> WHAT YOU SHOULD DO
Copy out the stretch of records from the line containing "As a warehouse robot's perception module, locate gold-rimmed" through the line containing "576,431,671,710", both lines included, with nothing else.

> DATA SUPPLIED

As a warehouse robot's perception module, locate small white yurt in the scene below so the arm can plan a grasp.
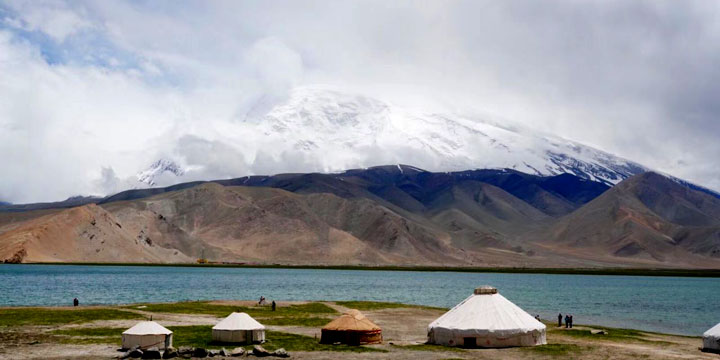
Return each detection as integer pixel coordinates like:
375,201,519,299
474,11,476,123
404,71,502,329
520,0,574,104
703,324,720,353
213,313,265,344
428,286,547,348
123,321,172,349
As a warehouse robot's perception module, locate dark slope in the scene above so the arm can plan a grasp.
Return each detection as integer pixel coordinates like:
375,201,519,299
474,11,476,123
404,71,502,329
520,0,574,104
0,196,103,212
541,173,720,266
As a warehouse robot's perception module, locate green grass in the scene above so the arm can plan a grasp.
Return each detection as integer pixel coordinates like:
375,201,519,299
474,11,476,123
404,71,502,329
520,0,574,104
396,344,465,352
52,327,126,345
522,344,584,357
0,308,142,327
553,326,671,344
259,316,331,327
335,301,448,311
127,301,337,327
127,301,337,318
169,325,384,352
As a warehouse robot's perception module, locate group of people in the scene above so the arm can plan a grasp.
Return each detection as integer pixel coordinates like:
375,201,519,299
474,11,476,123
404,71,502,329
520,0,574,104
558,314,572,329
258,296,276,311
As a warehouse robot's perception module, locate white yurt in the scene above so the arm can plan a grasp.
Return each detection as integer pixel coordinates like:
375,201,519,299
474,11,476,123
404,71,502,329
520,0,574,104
123,321,172,349
428,286,547,348
213,313,265,343
703,323,720,353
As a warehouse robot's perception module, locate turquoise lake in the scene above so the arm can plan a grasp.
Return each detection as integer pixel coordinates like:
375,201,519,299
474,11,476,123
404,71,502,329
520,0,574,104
0,265,720,336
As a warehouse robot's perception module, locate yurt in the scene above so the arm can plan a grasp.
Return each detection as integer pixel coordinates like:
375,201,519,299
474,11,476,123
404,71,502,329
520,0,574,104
123,321,172,349
213,313,265,344
320,310,382,345
428,286,547,348
703,324,720,353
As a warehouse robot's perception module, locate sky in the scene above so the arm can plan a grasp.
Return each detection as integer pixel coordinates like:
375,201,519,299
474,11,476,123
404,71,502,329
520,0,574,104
0,0,720,203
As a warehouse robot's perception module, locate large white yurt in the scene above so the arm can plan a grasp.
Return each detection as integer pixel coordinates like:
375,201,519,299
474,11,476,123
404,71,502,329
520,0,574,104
123,321,172,349
213,313,265,343
428,286,547,348
703,324,720,353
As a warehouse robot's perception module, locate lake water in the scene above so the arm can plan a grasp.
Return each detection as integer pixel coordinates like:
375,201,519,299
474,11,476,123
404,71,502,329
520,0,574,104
0,265,720,335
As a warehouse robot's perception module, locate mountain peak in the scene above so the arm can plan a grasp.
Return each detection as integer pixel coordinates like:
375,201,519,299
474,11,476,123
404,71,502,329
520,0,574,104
249,87,648,185
137,158,185,186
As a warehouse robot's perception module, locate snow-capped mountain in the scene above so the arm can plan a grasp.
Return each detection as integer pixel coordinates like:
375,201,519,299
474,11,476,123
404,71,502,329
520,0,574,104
242,87,647,185
137,159,185,186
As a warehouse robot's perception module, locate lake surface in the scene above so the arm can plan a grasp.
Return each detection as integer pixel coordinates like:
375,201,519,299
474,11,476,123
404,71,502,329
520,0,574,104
0,265,720,336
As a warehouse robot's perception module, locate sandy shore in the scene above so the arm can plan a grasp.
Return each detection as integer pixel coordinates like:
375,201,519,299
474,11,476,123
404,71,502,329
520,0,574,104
0,301,720,360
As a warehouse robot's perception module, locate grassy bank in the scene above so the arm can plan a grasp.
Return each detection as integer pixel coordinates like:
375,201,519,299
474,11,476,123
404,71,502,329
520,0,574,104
52,325,385,352
124,301,337,327
0,308,143,328
7,263,720,278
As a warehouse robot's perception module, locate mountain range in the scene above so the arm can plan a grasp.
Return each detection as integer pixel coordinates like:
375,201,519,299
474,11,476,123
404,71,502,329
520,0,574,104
114,86,650,188
0,165,720,268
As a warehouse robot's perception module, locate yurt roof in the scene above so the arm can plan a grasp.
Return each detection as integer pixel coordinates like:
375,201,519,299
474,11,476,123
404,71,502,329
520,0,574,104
703,323,720,339
429,286,545,336
213,313,265,330
323,309,381,331
123,321,172,335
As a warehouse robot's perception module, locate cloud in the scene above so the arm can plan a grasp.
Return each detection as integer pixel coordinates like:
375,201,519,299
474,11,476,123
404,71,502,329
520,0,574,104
0,0,720,202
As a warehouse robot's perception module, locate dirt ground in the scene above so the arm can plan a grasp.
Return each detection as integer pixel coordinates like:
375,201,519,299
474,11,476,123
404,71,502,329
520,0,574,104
0,302,720,360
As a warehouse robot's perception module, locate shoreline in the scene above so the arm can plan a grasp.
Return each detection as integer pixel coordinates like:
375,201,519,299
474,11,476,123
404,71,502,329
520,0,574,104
0,300,716,360
0,299,702,339
3,262,720,278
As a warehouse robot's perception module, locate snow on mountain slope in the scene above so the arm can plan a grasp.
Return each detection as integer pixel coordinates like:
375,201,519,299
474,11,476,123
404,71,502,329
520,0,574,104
243,87,647,185
137,159,185,186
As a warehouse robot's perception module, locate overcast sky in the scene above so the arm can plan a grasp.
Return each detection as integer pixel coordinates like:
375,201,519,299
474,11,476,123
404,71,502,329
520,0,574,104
0,0,720,202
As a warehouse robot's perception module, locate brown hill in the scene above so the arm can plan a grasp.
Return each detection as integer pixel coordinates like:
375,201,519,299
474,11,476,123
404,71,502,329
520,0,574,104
540,173,720,267
0,204,190,262
0,168,720,268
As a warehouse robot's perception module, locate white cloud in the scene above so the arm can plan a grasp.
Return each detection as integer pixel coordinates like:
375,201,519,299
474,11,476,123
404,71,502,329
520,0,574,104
7,0,92,42
0,0,720,202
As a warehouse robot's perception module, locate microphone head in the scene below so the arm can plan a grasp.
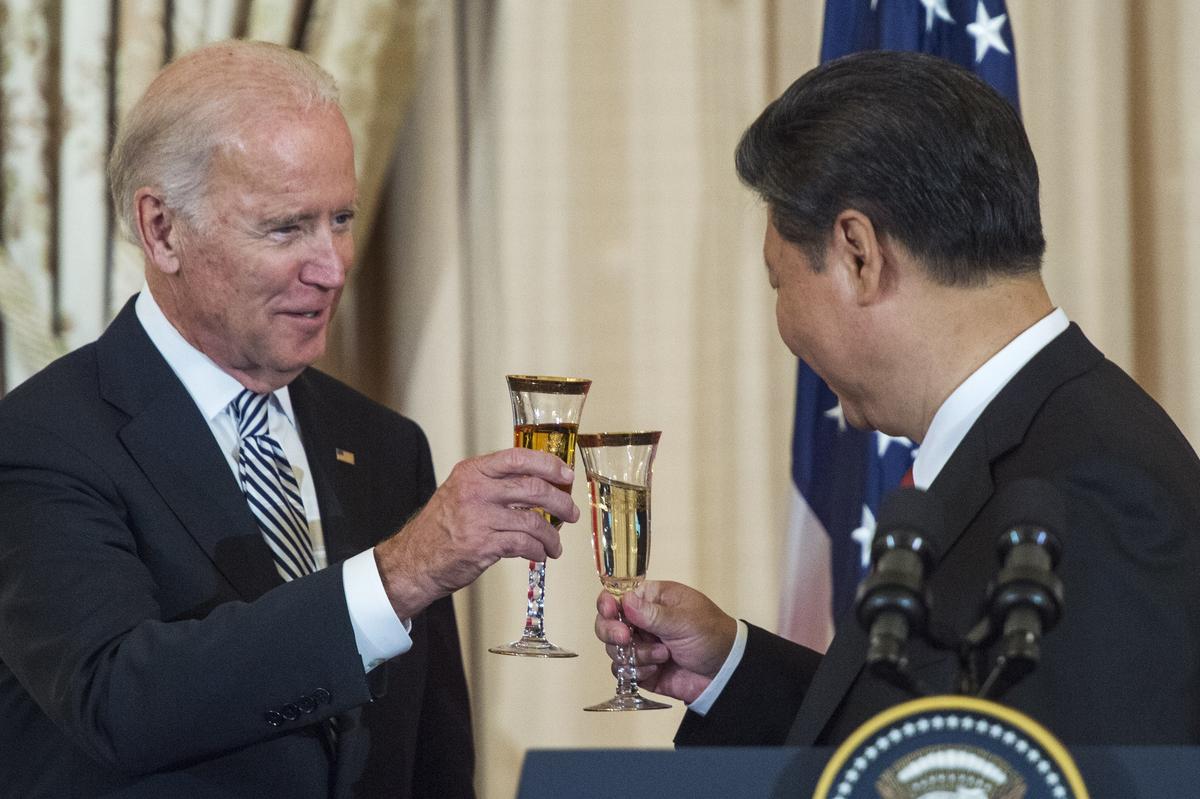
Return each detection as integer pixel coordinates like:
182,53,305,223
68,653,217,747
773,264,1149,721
994,477,1067,564
871,488,946,567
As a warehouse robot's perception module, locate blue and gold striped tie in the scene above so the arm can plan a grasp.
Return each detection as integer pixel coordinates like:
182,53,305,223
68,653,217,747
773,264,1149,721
229,389,317,581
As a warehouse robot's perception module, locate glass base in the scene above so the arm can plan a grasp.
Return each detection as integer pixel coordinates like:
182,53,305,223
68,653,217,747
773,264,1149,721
487,637,578,657
583,693,671,713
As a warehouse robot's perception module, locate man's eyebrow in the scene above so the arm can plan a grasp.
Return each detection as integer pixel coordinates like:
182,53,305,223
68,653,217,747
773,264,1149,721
263,214,317,228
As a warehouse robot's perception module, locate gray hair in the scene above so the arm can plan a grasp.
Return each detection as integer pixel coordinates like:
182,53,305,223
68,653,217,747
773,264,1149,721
108,40,341,244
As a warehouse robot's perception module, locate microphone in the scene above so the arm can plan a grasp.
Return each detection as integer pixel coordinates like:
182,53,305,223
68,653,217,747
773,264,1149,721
979,479,1067,698
854,488,944,693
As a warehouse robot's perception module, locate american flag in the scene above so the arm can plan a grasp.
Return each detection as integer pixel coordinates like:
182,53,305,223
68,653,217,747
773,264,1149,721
780,0,1020,651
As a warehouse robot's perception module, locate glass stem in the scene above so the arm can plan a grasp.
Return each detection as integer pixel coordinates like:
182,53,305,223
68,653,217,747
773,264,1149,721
617,605,637,696
522,560,546,641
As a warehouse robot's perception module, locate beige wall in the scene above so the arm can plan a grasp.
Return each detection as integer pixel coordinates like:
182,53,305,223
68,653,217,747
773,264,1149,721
0,0,1200,798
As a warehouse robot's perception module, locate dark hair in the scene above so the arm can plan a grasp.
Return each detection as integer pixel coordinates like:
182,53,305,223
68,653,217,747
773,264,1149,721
737,50,1045,286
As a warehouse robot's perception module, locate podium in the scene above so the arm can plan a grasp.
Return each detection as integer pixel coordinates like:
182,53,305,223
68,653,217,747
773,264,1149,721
517,746,1200,799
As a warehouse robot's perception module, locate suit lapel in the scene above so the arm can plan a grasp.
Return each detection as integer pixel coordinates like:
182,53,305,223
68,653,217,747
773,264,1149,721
288,372,364,565
787,324,1104,746
97,300,280,600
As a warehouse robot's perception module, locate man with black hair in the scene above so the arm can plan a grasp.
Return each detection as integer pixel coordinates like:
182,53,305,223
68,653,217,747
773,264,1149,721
595,52,1200,745
0,41,578,799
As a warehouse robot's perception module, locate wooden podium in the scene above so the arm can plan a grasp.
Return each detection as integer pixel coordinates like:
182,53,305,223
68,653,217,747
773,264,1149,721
517,746,1200,799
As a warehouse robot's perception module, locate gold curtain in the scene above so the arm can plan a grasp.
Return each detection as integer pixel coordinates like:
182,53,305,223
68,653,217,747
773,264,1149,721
0,0,1200,799
372,0,1200,797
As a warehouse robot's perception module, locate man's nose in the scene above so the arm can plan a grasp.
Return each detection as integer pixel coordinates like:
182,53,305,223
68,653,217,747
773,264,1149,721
300,229,354,289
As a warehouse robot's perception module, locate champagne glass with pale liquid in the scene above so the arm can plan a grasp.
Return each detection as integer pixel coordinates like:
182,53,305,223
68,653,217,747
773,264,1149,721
488,374,592,657
577,431,671,710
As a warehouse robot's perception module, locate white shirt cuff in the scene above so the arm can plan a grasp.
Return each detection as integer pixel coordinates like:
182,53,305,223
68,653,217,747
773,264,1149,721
688,619,750,716
342,547,413,672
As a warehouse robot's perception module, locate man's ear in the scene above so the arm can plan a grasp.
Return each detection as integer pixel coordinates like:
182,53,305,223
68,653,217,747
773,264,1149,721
133,187,180,275
829,209,887,305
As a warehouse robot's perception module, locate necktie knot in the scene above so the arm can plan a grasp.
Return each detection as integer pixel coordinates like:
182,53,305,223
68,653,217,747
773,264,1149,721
230,389,317,579
229,389,271,439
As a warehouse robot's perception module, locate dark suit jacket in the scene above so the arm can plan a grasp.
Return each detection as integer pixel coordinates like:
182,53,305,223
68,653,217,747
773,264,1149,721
676,325,1200,745
0,295,474,798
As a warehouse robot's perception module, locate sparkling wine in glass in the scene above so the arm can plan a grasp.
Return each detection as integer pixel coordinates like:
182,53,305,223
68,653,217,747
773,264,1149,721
577,431,671,710
488,374,592,657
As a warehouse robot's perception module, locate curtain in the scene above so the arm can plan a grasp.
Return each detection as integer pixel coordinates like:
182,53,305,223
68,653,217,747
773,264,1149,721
0,0,427,394
0,0,1200,798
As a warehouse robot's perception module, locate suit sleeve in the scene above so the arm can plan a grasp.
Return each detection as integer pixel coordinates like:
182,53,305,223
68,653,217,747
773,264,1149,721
674,624,821,746
0,416,371,775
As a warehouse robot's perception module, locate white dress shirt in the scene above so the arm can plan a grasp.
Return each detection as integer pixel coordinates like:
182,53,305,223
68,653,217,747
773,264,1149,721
688,308,1070,715
133,286,413,671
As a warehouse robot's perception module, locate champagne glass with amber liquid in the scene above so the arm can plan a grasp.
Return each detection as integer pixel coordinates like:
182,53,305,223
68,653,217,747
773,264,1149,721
577,431,671,710
488,374,592,657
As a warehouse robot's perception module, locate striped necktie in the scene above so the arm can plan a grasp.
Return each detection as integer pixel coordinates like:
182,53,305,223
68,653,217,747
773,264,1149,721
229,389,317,581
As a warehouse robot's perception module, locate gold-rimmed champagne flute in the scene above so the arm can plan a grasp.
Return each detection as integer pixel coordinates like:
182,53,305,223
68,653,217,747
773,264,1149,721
488,374,592,657
576,431,671,710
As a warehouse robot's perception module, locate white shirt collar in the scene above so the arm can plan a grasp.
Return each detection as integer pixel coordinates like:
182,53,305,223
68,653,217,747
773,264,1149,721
912,308,1070,488
133,284,295,426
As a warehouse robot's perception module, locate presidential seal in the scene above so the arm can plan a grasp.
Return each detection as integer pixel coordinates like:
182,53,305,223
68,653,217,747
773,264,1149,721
814,696,1087,799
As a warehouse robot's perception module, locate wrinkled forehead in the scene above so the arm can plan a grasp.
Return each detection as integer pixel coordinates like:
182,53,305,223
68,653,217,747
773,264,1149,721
206,108,356,210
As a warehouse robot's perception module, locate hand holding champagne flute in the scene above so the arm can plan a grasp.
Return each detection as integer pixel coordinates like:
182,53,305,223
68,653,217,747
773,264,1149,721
488,374,592,657
578,431,671,710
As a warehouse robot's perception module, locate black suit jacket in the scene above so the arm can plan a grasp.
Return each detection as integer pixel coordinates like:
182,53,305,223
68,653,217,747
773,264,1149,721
676,325,1200,745
0,295,474,798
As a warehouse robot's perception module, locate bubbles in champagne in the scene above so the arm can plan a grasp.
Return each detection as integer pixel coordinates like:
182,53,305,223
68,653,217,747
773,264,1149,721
588,477,650,596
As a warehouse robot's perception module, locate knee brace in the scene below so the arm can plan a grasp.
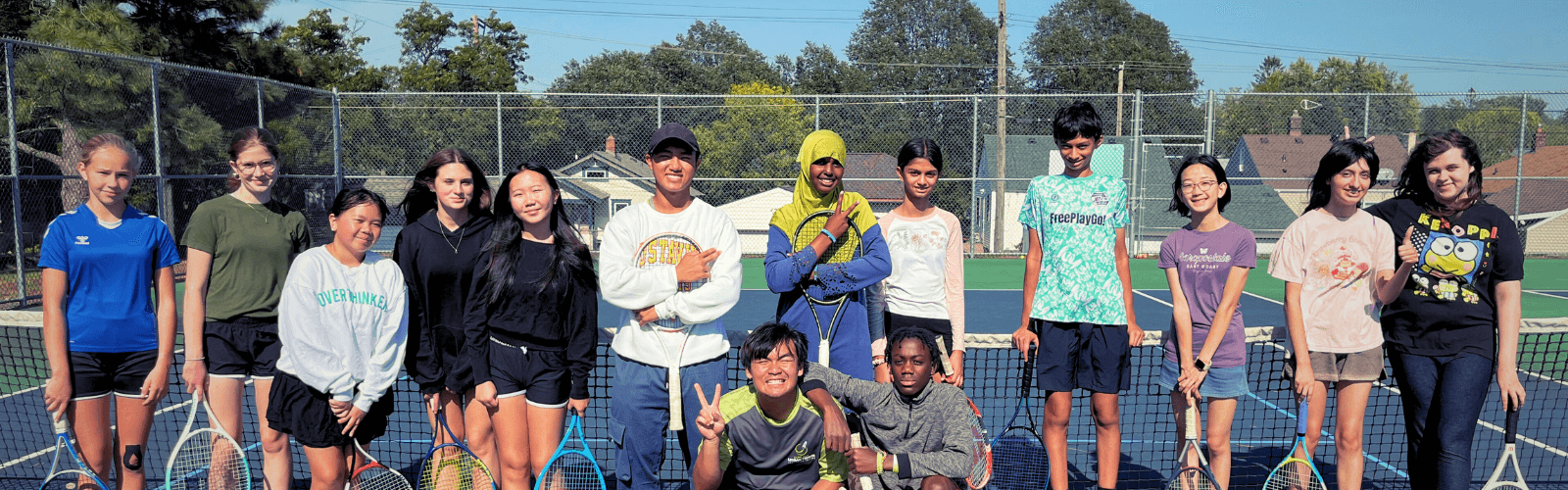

> TASK ANSWER
As a warehouse robot's perception module, locate gold-rimmed champagne flute in the scene above so the arm can plan a grasp.
Return each detection as integer pixel coordinates like:
182,53,305,223
68,653,217,747
773,264,1149,721
488,374,592,657
576,431,671,710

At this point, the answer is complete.